# WHAT THE TASK REQUIRES
Please copy word for word the stretch of lines below, from the line containing "Category: metal spoon" through the last line.

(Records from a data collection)

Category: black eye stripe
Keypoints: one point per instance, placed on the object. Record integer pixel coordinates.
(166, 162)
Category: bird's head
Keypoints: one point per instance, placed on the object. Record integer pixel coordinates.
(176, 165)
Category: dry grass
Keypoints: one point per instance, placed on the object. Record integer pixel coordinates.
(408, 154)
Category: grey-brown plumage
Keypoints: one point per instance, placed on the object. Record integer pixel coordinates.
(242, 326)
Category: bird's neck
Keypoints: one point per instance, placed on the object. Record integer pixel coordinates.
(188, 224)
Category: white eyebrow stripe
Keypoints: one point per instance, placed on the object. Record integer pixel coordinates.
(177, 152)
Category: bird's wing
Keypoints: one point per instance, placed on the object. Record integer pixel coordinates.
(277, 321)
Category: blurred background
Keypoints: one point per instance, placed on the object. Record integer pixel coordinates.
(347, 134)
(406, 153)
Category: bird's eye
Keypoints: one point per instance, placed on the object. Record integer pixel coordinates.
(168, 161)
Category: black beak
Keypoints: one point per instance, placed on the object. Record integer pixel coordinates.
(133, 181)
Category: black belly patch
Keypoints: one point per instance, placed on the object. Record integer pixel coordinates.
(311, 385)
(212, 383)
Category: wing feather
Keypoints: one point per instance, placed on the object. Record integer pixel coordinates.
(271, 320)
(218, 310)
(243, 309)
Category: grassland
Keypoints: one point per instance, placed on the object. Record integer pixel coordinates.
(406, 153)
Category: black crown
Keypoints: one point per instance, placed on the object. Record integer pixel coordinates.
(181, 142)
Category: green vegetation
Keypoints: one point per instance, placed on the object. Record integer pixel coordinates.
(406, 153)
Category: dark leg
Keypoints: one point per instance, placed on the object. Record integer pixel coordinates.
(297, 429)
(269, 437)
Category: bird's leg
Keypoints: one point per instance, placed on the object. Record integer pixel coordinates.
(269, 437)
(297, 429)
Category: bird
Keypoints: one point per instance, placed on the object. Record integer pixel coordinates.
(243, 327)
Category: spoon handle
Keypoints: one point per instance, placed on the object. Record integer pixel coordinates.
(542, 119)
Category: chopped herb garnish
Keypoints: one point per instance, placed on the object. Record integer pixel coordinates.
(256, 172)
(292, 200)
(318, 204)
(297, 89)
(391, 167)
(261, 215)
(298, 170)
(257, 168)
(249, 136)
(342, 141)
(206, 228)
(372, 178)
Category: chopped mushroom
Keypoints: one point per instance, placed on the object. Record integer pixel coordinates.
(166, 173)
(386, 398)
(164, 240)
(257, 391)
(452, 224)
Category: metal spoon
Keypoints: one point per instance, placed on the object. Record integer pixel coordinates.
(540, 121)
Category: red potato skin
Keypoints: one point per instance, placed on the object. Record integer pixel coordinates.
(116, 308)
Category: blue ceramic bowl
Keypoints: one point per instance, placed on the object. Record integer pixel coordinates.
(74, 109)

# EXERCISE ANSWER
Category: metal spoon
Keypoints: one point per instance, placed on the object. Record integer pixel coordinates.
(540, 121)
Category: red potato skin
Keypoints: one point per instance, placed on the object. Record integer pixel coordinates.
(116, 308)
Category: blue ceramic bowl
Keypoints: one point per instance, placed on the object. Record integer pixel coordinates.
(74, 109)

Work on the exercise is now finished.